## Given instruction
Update the records below by replacing every occurrence of "one point per instance" with "one point for each instance", leaving every other character unchanged.

# Data in this exercise start

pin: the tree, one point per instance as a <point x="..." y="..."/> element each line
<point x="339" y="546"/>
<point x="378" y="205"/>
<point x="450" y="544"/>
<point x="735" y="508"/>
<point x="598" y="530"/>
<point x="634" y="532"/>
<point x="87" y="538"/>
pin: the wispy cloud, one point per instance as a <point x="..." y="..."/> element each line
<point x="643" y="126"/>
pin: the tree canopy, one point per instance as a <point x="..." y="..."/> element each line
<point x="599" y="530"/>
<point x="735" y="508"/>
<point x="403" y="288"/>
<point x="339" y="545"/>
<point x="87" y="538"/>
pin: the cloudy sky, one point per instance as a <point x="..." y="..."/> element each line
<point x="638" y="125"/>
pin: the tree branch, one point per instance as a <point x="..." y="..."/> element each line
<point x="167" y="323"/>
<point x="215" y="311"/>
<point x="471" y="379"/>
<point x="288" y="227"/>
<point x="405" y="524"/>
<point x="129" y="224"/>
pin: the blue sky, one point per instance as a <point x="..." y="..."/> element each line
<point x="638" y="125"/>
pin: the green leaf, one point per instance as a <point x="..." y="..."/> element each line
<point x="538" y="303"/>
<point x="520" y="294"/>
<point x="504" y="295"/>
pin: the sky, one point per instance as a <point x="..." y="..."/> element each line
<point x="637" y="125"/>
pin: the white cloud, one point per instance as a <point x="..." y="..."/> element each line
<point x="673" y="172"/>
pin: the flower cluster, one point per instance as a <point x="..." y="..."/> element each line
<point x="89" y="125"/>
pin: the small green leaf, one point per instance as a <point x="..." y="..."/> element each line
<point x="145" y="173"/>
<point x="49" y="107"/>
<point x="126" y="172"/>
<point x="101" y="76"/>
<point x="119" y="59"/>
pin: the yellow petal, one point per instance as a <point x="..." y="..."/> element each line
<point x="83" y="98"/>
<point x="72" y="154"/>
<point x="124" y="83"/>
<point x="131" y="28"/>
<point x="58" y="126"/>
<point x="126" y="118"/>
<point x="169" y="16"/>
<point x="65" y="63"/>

# Data in this exercise end

## Solution
pin: the tree, one point for each instance as a <point x="..." y="..."/> element each line
<point x="339" y="546"/>
<point x="378" y="205"/>
<point x="450" y="544"/>
<point x="735" y="508"/>
<point x="598" y="530"/>
<point x="634" y="532"/>
<point x="87" y="538"/>
pin: the wispy cloud, one point for each instance as a <point x="..." y="..."/> element each line
<point x="643" y="126"/>
pin: the tree canopy, one point for each instance as a <point x="..." y="..."/> element each line
<point x="599" y="530"/>
<point x="735" y="508"/>
<point x="403" y="288"/>
<point x="339" y="545"/>
<point x="87" y="538"/>
pin: the cloudy sky, one point for each instance as a <point x="..." y="..."/> element each line
<point x="638" y="125"/>
pin: the tree branch, one point for each instance as a <point x="..." y="..."/> element each line
<point x="167" y="323"/>
<point x="215" y="311"/>
<point x="471" y="379"/>
<point x="288" y="227"/>
<point x="405" y="524"/>
<point x="129" y="224"/>
pin: the blue sky, one point for each instance as a <point x="..." y="..."/> element each line
<point x="638" y="125"/>
pin: the green leaf, one point for each instance as a <point x="..." y="..."/> element each line
<point x="538" y="303"/>
<point x="520" y="294"/>
<point x="504" y="295"/>
pin: the sky, one point for each instance as a <point x="..." y="..."/> element each line
<point x="637" y="125"/>
pin: the white cloud, one point for each instance as a <point x="..." y="..."/> element each line
<point x="673" y="172"/>
pin: the flower cluster, one point for each instance as a <point x="..." y="..."/> element each line
<point x="89" y="125"/>
pin: the small green leaf, one point for each instance as a <point x="..." y="..."/> element each line
<point x="145" y="173"/>
<point x="49" y="107"/>
<point x="126" y="172"/>
<point x="101" y="76"/>
<point x="119" y="59"/>
pin: the yellow petal, one point for each instance as a <point x="..." y="..."/> element each line
<point x="83" y="98"/>
<point x="72" y="154"/>
<point x="124" y="83"/>
<point x="131" y="28"/>
<point x="58" y="126"/>
<point x="126" y="118"/>
<point x="169" y="16"/>
<point x="65" y="63"/>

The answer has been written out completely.